* Listed entries:
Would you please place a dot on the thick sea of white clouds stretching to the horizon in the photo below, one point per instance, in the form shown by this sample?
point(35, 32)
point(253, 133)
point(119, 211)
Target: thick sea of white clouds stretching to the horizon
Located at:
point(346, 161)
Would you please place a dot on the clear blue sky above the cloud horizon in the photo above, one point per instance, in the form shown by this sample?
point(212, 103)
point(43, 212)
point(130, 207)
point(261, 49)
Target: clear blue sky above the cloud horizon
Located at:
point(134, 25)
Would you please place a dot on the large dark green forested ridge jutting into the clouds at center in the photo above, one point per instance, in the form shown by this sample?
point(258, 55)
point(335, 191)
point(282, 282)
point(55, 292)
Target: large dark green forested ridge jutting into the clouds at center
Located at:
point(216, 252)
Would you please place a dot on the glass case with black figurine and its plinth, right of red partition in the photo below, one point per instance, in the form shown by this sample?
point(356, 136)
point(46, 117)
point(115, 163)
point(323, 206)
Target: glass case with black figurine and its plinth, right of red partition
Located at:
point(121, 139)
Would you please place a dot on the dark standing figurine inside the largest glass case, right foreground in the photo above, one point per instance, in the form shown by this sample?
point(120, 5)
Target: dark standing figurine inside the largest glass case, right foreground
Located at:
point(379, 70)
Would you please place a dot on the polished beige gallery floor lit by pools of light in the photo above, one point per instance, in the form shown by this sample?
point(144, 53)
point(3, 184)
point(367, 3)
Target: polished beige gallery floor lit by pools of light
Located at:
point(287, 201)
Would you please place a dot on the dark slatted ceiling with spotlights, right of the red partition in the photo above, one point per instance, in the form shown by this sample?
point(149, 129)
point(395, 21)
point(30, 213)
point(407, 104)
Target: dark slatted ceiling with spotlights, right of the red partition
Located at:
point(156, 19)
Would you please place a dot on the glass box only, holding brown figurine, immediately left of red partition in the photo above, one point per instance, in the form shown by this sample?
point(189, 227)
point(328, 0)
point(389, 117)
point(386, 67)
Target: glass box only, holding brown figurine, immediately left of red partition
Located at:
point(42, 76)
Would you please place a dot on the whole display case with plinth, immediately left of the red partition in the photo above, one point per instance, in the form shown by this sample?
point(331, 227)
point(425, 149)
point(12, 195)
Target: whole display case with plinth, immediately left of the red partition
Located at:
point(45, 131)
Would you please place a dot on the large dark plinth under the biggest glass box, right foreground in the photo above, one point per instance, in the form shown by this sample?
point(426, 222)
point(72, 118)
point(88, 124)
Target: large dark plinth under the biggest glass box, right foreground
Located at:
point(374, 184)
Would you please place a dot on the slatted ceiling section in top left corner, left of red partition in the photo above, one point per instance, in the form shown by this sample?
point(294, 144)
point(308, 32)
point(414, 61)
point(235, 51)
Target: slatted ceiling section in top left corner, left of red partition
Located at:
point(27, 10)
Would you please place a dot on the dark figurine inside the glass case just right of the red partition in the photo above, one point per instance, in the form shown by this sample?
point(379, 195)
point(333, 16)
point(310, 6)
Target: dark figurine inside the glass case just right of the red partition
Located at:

...

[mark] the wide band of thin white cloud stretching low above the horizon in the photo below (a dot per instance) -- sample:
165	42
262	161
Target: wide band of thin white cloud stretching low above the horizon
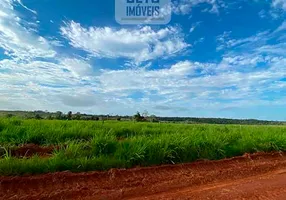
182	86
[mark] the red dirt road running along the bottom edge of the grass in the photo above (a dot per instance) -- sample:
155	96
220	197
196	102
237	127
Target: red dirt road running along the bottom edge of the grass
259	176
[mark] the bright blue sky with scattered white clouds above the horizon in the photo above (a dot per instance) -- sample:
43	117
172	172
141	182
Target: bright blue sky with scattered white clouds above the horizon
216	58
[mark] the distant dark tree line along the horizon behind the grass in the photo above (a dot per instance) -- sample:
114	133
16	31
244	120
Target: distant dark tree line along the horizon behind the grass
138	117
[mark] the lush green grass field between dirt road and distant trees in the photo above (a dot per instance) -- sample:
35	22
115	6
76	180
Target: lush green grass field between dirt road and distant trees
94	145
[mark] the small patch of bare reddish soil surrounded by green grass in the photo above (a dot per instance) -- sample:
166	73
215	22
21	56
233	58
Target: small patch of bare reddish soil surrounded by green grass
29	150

* Goal of the exercise: Reproduce exactly the lines of the records above from the one with "point(130, 207)" to the one with "point(395, 21)", both included, and leave out everything else.

* Written solution:
point(130, 207)
point(261, 49)
Target: clear blue sky above the cloud horizon
Located at:
point(134, 25)
Would you please place a dot on the large dark green forested ridge jutting into the clouds at center in the photo above, one point per instance, in the form shown by this sample?
point(258, 55)
point(335, 191)
point(282, 282)
point(55, 292)
Target: large dark green forested ridge jutting into the clouds at center
Located at:
point(216, 252)
Would you please place a dot on the glass case with black figurine and its plinth, right of red partition in the photo below, one point per instance, in the form shown by this sample?
point(356, 136)
point(46, 117)
point(115, 163)
point(323, 206)
Target: glass case with black figurine and its plinth, right of red partition
Located at:
point(121, 139)
Would you please place a dot on the dark standing figurine inside the largest glass case, right foreground in the photo above, one point per instance, in the form shown by this sample?
point(120, 5)
Target: dark standing figurine inside the largest glass case, right foreground
Located at:
point(379, 70)
Would you please place a dot on the polished beige gallery floor lit by pools of light in the photo above, one point per instance, in the form shown by this sample?
point(144, 53)
point(3, 184)
point(367, 3)
Target: polished beige gallery floor lit by pools of light
Located at:
point(287, 201)
Would you please place a dot on the dark slatted ceiling with spotlights, right of the red partition in the photo above, one point per instance, in the form shown by this sample?
point(149, 129)
point(395, 21)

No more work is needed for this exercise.